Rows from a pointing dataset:
----

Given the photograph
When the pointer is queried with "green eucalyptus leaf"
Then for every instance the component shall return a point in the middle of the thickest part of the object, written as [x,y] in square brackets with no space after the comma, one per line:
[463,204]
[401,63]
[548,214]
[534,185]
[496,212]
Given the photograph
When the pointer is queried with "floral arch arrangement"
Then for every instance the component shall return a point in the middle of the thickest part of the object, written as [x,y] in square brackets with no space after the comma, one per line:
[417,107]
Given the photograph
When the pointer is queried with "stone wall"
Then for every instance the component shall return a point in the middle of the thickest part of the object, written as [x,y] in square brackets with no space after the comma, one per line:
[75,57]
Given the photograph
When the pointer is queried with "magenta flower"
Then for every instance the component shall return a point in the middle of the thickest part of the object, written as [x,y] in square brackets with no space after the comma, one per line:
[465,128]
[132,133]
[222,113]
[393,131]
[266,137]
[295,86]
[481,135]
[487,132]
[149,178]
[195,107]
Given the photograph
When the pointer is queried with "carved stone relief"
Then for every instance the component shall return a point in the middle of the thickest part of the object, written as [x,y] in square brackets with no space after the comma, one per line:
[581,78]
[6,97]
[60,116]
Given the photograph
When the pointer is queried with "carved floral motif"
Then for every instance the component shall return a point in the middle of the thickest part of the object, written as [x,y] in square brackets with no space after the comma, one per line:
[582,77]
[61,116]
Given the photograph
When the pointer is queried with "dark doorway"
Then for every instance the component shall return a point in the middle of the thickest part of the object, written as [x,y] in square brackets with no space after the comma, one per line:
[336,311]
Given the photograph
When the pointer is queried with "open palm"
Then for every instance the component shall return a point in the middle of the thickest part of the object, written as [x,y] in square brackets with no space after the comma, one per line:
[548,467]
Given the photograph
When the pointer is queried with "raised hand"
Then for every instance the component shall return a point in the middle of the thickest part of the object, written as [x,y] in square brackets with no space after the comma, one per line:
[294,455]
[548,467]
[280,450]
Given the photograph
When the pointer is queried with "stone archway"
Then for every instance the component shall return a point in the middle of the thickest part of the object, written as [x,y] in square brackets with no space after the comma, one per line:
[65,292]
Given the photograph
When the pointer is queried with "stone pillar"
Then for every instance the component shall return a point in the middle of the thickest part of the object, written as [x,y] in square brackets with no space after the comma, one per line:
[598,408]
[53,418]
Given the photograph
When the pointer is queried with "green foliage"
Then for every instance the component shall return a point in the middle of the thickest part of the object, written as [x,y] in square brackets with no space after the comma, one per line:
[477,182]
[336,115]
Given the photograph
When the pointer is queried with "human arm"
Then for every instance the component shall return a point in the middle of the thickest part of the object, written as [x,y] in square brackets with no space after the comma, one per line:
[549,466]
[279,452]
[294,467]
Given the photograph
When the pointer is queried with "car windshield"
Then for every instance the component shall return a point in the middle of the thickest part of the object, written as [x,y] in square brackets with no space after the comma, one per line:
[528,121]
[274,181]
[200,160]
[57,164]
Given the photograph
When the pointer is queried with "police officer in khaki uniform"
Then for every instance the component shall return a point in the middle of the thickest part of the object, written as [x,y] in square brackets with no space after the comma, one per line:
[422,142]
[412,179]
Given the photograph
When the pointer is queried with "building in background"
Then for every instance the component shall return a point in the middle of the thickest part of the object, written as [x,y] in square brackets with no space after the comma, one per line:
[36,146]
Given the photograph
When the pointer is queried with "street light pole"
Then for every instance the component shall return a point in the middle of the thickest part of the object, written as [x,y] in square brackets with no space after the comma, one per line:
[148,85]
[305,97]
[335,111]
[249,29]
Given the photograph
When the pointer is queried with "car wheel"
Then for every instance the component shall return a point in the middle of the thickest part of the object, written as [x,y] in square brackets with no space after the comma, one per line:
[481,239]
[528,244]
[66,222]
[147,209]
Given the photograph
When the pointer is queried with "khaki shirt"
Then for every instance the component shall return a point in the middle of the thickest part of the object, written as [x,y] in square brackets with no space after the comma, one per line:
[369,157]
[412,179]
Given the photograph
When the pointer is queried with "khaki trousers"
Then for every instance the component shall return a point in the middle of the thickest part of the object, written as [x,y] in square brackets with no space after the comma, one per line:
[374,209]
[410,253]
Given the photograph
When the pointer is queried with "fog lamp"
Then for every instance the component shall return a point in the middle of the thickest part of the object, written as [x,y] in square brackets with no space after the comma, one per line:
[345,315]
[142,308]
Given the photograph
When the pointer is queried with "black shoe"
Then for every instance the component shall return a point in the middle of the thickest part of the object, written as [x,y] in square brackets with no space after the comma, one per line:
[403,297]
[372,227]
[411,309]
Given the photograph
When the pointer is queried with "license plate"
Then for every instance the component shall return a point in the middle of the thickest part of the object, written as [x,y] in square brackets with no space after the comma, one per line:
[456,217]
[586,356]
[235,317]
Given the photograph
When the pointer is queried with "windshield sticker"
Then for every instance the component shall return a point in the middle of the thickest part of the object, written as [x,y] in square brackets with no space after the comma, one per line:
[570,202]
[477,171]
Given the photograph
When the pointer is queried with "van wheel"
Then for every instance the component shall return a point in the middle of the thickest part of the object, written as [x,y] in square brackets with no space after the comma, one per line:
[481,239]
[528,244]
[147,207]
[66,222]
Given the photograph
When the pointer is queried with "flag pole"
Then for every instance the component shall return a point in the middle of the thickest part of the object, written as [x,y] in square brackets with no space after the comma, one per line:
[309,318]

----

#### Instructions for the task:
Identify every line in the rows above that contains the word "floral", and copy each such line in full.

#### Response to this task:
When the pointer is queried with "floral arch arrangement"
When the pointer is queried with "carved floral motif"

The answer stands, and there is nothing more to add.